State the count of lines in this material that hold the string "white" and add nothing.

"""

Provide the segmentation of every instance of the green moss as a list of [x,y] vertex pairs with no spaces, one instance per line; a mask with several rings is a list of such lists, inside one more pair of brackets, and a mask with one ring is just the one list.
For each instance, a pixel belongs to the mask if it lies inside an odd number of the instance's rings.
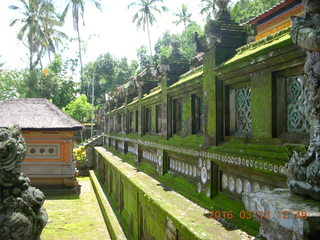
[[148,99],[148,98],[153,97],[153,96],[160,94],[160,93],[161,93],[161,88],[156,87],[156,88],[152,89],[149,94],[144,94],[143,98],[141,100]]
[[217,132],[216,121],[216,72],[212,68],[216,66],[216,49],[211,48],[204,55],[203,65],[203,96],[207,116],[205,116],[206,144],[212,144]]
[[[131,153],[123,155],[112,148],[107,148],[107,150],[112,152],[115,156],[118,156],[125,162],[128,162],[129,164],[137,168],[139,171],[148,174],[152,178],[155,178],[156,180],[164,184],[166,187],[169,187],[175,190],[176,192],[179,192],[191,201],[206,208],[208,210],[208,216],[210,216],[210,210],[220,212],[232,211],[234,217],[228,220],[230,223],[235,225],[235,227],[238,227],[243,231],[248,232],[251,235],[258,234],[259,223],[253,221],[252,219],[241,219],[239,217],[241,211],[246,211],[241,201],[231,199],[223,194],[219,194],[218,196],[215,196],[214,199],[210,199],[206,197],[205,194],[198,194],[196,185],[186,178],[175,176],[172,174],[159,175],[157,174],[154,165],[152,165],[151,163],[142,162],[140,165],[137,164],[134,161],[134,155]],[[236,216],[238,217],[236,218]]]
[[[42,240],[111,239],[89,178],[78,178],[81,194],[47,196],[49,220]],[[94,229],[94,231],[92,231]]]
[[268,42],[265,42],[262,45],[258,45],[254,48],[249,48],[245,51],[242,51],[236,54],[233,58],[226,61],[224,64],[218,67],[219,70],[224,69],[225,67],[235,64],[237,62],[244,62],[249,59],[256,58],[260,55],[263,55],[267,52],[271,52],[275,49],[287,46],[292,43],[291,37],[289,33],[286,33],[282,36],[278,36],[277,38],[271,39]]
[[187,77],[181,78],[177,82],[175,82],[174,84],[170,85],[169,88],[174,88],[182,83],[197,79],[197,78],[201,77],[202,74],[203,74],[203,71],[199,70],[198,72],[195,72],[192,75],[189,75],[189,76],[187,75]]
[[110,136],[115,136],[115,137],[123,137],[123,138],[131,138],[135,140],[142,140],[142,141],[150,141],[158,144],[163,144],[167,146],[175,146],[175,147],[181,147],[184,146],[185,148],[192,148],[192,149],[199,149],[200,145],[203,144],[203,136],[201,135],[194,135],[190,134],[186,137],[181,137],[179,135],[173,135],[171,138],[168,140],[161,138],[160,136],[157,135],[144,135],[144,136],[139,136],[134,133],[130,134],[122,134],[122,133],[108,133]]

"""
"""

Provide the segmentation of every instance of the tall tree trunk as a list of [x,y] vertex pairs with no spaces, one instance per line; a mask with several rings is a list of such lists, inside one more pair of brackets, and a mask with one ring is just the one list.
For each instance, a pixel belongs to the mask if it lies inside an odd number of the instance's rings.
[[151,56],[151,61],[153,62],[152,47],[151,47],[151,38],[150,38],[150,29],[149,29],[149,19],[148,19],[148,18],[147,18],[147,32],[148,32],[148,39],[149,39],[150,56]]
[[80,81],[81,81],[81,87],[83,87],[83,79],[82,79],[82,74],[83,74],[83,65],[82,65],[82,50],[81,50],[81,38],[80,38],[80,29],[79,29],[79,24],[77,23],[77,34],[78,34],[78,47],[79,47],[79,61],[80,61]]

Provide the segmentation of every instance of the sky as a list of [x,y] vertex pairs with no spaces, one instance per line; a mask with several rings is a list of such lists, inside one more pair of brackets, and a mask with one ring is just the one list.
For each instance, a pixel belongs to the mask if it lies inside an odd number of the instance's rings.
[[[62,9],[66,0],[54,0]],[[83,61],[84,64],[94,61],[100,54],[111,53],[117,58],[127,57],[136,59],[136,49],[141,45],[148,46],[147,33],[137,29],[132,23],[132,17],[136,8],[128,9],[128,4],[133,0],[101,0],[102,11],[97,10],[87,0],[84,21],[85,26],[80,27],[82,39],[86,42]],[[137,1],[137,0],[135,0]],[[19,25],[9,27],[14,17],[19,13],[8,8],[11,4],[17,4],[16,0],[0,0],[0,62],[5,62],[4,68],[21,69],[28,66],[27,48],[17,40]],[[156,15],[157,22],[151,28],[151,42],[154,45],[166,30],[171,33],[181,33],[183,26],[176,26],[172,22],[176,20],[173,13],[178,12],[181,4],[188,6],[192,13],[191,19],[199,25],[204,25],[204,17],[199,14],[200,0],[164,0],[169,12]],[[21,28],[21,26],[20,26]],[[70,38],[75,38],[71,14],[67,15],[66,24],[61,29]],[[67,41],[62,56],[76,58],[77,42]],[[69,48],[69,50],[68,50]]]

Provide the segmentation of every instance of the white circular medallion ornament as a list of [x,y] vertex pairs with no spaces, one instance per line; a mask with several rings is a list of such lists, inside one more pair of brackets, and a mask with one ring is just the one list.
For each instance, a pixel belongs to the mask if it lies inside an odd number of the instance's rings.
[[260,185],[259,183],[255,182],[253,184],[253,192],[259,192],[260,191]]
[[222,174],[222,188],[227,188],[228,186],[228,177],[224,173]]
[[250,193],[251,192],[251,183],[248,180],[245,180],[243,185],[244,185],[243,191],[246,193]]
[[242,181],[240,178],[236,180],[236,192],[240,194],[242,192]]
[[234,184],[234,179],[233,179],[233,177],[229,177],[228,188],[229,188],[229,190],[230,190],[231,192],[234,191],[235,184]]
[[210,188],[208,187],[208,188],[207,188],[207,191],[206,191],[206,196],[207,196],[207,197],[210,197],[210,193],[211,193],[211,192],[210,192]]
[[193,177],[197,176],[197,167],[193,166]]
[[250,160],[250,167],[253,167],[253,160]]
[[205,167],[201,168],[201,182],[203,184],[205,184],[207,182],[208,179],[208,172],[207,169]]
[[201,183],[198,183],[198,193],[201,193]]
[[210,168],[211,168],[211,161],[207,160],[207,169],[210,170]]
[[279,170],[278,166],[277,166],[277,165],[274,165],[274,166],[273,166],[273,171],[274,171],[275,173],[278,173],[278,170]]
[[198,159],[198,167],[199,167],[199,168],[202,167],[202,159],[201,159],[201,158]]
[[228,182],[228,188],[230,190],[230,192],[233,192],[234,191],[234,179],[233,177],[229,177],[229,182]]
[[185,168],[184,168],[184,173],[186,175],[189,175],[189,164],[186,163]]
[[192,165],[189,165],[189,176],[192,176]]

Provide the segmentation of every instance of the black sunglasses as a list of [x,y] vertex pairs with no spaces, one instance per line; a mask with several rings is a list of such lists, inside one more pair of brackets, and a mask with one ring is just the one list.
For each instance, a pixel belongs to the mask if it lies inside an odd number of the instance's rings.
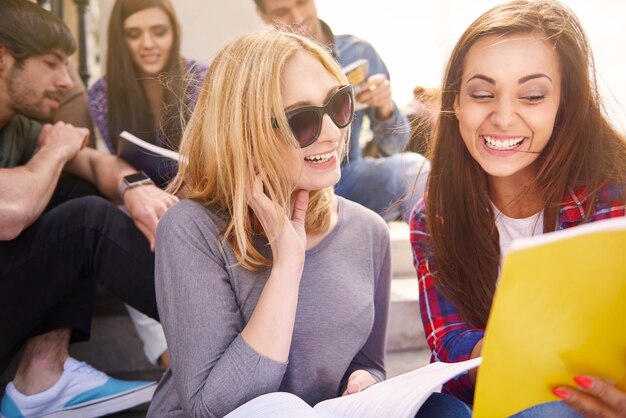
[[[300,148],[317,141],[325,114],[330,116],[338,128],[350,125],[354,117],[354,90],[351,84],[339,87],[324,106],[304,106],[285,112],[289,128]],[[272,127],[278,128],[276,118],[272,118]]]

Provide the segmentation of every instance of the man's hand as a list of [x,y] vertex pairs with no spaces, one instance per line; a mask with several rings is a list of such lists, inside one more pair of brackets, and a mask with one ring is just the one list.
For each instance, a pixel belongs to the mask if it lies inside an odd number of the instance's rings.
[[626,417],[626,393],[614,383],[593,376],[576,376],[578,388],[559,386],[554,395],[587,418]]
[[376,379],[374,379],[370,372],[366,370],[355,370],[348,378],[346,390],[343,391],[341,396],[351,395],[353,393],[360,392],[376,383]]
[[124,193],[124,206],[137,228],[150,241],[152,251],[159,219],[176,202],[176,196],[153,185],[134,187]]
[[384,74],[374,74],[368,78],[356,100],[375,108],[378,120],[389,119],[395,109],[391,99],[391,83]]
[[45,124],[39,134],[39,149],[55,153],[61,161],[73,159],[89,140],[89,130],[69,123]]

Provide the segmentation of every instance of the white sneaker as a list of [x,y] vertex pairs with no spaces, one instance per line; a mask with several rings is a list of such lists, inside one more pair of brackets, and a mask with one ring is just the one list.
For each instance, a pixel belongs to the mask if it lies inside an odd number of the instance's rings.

"""

--- ANSWER SPACE ---
2